• _Objective_: Starting at the line that has "Drop one marker on each instance of the lake" and stopping after the line that has "[[166, 303], [272, 217]]", arrange the item lines below as a numbered list, leaving out blank lines and pictures.

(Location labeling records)
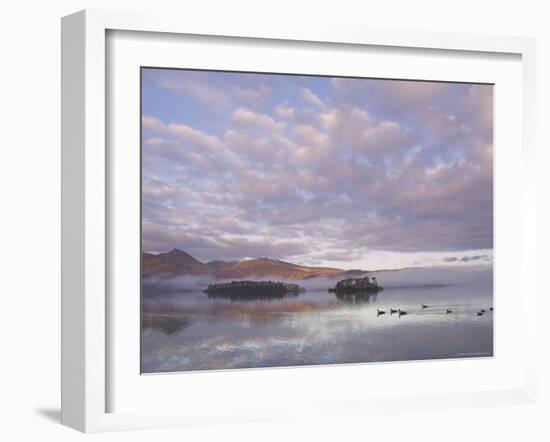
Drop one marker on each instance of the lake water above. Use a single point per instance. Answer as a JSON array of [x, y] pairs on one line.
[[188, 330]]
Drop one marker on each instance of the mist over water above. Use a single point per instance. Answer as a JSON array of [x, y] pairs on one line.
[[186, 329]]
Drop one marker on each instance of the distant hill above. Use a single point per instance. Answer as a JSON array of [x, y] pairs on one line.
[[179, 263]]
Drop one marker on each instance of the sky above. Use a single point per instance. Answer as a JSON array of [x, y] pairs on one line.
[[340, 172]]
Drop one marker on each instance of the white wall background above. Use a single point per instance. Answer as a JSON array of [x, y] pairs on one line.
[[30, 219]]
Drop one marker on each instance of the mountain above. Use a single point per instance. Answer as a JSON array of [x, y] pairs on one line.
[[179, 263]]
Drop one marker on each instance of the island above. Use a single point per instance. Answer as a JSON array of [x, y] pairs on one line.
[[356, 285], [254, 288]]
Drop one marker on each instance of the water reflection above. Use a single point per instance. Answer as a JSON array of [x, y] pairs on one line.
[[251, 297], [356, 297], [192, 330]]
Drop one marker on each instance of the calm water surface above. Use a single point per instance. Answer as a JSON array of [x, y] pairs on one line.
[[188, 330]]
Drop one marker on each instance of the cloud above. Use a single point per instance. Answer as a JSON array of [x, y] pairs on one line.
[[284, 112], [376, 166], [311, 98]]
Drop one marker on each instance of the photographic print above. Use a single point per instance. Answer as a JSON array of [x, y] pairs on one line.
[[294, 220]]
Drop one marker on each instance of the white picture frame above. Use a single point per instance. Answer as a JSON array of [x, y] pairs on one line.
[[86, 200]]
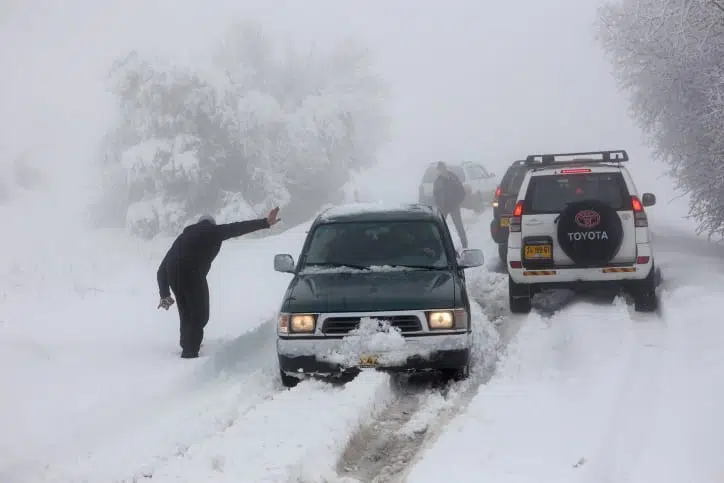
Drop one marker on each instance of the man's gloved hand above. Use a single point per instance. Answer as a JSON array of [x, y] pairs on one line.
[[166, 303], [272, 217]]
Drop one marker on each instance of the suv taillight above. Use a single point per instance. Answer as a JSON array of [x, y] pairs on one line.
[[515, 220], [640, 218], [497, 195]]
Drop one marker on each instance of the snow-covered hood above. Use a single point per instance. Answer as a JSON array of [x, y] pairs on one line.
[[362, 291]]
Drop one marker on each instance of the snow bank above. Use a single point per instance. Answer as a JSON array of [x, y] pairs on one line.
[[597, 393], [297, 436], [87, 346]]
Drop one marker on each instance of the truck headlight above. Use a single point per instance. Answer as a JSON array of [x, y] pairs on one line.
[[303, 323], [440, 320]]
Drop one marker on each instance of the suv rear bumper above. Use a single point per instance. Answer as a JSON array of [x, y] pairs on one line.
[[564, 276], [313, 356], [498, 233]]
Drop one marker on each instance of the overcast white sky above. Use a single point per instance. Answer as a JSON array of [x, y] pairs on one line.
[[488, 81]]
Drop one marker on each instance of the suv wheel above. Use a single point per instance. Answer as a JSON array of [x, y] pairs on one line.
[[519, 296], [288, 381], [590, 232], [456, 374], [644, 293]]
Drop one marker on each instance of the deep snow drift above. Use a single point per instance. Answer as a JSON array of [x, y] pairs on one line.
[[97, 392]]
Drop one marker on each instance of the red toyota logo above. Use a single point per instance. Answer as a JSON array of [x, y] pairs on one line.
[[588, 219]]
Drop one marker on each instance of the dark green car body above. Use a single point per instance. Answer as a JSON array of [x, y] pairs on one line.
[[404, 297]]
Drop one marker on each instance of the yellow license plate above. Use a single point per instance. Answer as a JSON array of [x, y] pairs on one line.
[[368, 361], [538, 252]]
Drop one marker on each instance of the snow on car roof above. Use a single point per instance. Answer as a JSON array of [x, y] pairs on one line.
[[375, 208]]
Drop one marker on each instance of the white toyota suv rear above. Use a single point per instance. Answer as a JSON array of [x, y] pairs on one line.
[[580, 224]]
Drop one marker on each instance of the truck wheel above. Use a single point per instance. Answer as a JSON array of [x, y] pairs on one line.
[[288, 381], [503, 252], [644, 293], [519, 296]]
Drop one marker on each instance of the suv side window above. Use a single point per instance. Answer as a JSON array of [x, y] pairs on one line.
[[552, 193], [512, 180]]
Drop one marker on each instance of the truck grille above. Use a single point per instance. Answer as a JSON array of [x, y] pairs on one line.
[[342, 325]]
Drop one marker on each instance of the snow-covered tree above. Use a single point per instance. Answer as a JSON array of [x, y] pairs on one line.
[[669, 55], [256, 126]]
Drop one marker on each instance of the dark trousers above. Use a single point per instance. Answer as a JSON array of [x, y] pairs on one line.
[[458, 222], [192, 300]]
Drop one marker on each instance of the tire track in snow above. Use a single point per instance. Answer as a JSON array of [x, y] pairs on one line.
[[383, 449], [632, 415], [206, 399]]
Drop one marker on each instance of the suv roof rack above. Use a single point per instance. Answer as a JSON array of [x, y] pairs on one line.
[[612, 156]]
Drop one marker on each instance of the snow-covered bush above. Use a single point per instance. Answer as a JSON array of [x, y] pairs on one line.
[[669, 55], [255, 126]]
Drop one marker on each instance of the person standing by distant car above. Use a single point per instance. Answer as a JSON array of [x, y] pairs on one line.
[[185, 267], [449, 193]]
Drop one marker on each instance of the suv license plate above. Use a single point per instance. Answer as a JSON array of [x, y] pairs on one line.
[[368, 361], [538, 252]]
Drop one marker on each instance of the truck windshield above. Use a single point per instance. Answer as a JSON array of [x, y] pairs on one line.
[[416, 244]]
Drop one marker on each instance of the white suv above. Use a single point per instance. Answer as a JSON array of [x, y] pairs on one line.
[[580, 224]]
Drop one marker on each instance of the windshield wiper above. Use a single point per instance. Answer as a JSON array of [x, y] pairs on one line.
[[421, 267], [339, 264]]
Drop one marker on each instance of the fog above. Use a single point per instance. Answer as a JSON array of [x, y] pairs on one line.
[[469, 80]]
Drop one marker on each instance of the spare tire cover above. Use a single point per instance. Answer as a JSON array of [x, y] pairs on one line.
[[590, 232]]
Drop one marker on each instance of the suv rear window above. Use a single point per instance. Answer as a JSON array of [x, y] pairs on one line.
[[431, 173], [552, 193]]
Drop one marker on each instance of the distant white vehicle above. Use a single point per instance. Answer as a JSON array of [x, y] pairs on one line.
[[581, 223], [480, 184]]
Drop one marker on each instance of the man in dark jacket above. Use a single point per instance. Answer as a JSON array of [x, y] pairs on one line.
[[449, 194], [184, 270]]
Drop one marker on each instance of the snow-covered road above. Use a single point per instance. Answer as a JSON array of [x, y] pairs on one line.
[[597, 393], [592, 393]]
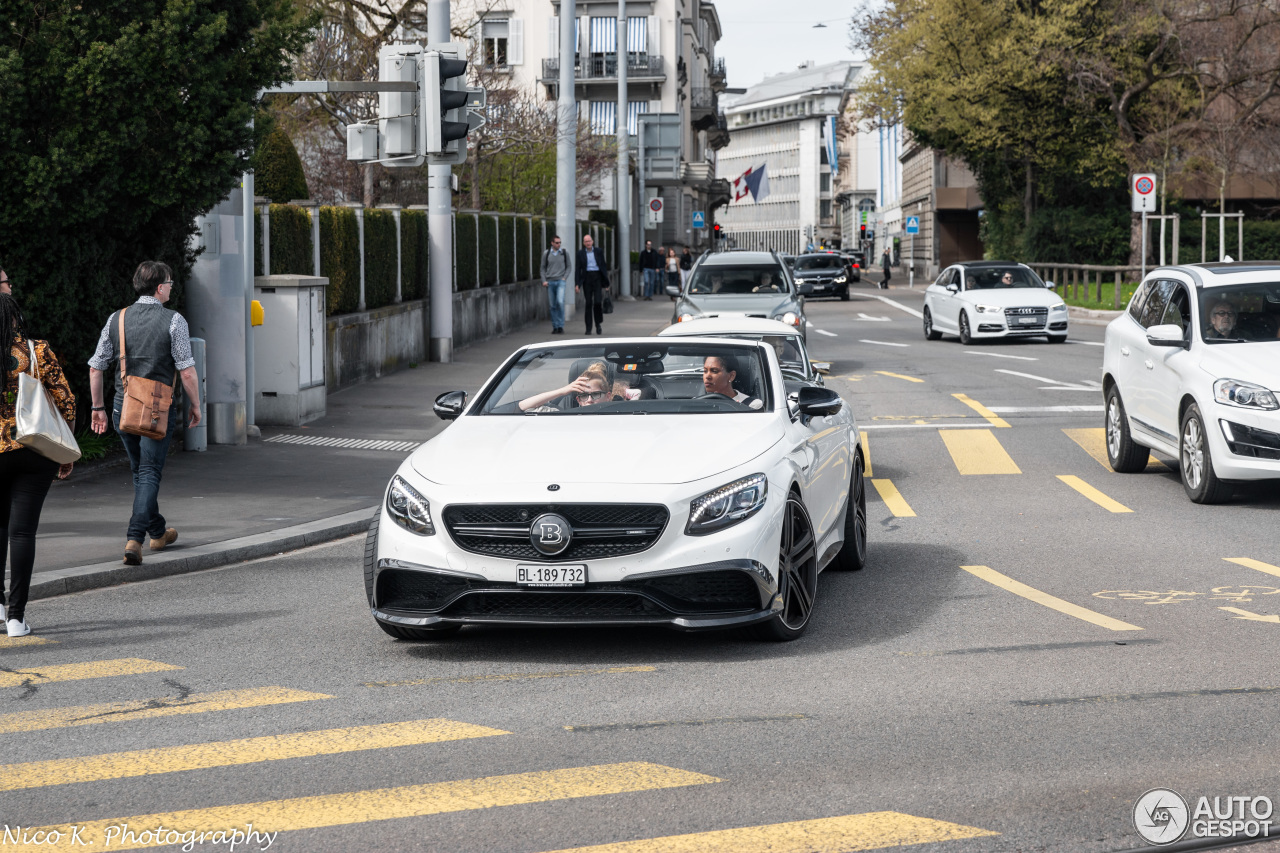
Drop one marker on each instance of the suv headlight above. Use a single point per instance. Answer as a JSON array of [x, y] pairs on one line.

--

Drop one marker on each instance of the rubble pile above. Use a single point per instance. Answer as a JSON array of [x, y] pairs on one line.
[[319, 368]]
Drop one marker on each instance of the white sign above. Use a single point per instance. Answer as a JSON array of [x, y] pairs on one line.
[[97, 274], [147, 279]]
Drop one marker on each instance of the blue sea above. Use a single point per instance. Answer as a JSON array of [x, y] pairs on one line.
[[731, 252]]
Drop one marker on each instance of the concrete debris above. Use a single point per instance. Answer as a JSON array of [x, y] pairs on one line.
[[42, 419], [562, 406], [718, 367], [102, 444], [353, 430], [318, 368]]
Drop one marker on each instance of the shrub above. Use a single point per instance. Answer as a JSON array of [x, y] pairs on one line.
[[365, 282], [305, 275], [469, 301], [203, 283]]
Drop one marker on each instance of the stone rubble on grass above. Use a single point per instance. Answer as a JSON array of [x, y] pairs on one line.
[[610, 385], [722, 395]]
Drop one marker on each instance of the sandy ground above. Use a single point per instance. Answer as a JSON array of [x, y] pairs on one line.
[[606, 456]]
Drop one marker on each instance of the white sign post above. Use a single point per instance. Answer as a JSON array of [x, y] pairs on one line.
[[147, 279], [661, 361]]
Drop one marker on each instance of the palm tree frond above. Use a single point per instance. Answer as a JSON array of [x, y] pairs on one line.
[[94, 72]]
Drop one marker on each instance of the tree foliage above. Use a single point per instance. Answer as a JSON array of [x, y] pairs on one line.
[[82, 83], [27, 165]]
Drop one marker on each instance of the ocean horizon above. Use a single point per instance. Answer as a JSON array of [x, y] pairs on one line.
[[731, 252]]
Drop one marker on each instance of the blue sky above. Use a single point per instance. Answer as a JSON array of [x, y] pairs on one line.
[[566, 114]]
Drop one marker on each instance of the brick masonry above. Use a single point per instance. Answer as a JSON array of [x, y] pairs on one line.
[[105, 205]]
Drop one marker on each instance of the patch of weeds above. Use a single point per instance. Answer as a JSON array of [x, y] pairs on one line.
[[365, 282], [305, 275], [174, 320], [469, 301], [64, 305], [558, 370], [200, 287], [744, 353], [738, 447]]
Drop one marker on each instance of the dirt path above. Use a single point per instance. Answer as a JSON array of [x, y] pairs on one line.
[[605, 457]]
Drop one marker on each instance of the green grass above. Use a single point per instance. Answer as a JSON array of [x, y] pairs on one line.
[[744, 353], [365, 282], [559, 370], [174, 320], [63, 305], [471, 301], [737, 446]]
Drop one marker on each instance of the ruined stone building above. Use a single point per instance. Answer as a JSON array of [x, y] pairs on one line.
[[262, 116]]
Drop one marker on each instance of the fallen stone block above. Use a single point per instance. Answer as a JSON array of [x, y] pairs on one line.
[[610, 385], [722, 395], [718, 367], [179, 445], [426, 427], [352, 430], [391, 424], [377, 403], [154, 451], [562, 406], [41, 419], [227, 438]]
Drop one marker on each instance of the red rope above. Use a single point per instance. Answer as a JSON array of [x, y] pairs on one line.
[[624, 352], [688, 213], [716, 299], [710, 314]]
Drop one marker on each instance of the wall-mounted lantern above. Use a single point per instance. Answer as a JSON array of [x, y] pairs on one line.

• _The answer_:
1. Drop one marker on each instance of the lake water above. Use a single point per instance. Answer as a JSON array of [x, y] pairs on one line.
2. [[188, 330]]
3. Drop one marker on each instance of the mist over water above. Use a single point per instance. Answer as a JSON array of [x, y] pairs on one line.
4. [[186, 329]]
5. Drop one marker on each instance of the distant hill above. Use a single point per instance. Answer as a JSON array of [x, y] pairs on one line.
6. [[179, 263]]
7. Drop one marker on each instance of the sky above. Use a single point per instance. Answer as a JSON array of [x, y] pairs on one line.
8. [[340, 172]]
9. Drop one marker on each instance of the white wall background above. Use a single point per instance. Answer as a JSON array of [x, y] pairs on one line.
10. [[30, 219]]
11. Drop one marker on each instance of the mountain above. Use a single point per instance. Answer as a JSON array of [x, y] pairs on one line.
12. [[179, 263]]
13. Drop one marker on each instance of the island above. Use a single point per instance. Answer as a JSON array of [x, y] pairs on one line.
14. [[356, 285], [254, 288]]
15. Drop one marker on each instance of the water reflection above. Use a single point per instance. Answer as a JSON array of [x, y] pairs on one line.
16. [[251, 297], [356, 297], [192, 330]]
17. Drop one marker on each instance of the calm water surface above. Use a single point per instance. Answer as a JSON array of [x, y] pairs on one line.
18. [[188, 330]]
19. Drop one marker on each instance of the cloud above. Use a single point per instance. Answer as a JSON array of [x, y] pairs on one line.
20. [[284, 112], [376, 166], [311, 98]]
21. Drop one marker on each instance of the photographic print above. Use a single point per instance. Answer as a JSON array of [x, y] pairs on one line.
22. [[294, 220]]
23. Drop one marker on each instance of the white picture frame above. Use a single point per instance. Answer as a JSON array of [x, y] pairs on one line.
24. [[86, 200]]
25. Drop one marker on each instance of the man's gloved hand above. Use a single point per instance. Answer as a JSON array of [x, y] pairs on one line.
26. [[166, 303], [272, 217]]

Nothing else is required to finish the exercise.